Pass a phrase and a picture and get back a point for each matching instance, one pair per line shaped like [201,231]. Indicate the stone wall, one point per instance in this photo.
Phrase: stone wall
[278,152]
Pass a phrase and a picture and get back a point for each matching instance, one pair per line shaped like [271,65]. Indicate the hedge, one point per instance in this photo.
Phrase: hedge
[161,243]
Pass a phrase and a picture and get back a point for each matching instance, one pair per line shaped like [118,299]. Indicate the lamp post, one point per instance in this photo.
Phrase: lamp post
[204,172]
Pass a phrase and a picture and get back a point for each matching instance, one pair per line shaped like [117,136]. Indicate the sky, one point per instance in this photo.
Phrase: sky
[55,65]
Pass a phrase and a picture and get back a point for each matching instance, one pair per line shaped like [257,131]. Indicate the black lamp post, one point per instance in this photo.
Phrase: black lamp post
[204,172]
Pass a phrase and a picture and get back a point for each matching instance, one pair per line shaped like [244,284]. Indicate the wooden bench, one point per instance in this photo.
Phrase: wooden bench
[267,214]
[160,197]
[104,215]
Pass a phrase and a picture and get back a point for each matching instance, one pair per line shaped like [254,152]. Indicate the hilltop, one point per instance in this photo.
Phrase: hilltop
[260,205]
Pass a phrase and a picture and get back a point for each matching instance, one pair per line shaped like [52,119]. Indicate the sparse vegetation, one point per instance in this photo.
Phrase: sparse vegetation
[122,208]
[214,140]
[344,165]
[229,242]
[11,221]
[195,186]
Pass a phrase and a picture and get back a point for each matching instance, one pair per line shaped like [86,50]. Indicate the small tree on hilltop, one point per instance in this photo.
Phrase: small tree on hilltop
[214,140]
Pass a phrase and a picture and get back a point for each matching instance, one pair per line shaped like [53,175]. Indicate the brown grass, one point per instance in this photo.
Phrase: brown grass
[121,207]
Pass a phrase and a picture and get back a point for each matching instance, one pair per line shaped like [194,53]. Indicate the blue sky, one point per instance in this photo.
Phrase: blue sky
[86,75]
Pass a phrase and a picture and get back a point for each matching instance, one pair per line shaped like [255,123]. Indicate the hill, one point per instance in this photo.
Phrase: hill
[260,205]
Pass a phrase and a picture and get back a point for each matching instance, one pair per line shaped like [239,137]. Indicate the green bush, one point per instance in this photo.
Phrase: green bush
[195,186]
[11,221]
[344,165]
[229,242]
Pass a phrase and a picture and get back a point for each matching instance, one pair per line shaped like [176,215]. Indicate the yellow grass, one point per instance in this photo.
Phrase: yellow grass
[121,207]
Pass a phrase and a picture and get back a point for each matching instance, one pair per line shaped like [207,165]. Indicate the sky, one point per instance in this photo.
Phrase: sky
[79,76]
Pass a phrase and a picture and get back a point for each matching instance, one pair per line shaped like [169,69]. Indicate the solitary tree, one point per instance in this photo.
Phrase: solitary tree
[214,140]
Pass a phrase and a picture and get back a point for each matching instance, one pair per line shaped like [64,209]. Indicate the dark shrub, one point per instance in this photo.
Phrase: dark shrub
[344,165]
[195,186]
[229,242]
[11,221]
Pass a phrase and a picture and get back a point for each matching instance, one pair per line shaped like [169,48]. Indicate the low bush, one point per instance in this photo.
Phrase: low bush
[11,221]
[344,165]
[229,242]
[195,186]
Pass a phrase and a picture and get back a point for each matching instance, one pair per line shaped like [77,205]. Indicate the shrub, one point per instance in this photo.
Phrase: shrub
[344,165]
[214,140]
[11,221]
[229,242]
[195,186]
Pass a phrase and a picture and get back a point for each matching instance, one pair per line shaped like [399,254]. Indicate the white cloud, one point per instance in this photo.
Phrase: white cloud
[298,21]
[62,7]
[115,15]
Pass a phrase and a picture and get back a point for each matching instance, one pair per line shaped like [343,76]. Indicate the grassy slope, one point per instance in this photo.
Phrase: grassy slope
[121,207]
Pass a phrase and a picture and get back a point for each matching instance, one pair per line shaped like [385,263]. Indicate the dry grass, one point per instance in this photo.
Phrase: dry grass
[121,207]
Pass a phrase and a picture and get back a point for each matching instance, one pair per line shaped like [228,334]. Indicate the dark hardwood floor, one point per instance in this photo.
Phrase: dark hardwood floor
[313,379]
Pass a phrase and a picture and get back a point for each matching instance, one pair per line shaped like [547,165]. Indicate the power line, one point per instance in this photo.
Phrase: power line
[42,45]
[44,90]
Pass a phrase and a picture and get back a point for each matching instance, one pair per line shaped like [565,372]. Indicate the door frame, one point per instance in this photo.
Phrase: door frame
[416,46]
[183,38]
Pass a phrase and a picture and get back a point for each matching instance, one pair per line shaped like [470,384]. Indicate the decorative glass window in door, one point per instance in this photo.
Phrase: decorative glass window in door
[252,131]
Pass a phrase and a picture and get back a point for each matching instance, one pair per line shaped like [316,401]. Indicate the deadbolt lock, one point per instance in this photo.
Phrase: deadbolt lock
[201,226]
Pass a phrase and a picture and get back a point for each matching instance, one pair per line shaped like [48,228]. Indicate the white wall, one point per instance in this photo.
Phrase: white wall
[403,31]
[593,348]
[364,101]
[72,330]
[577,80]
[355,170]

————

PROBLÈME POSÉ >>
Pouvez-vous réécrire en tableau Markdown le passage allant de la ligne qui contient « shaped like [48,228]. » jusqu'à la fin des items, bornes comprises, en omettant les lignes vides ? Mettez le numéro de rang dans une colonne « Rang » et la ligne dans une colonne « Ligne ».

RÉSULTAT OBTENU >>
| Rang | Ligne |
|---|---|
| 1 | Pass a phrase and a picture and get back a point for each matching instance, one pair per line shaped like [48,228]. Indicate the white wall, one point per instance in this photo. |
| 2 | Phrase: white wall |
| 3 | [403,31] |
| 4 | [593,348] |
| 5 | [364,101] |
| 6 | [72,330] |
| 7 | [577,80] |
| 8 | [355,170] |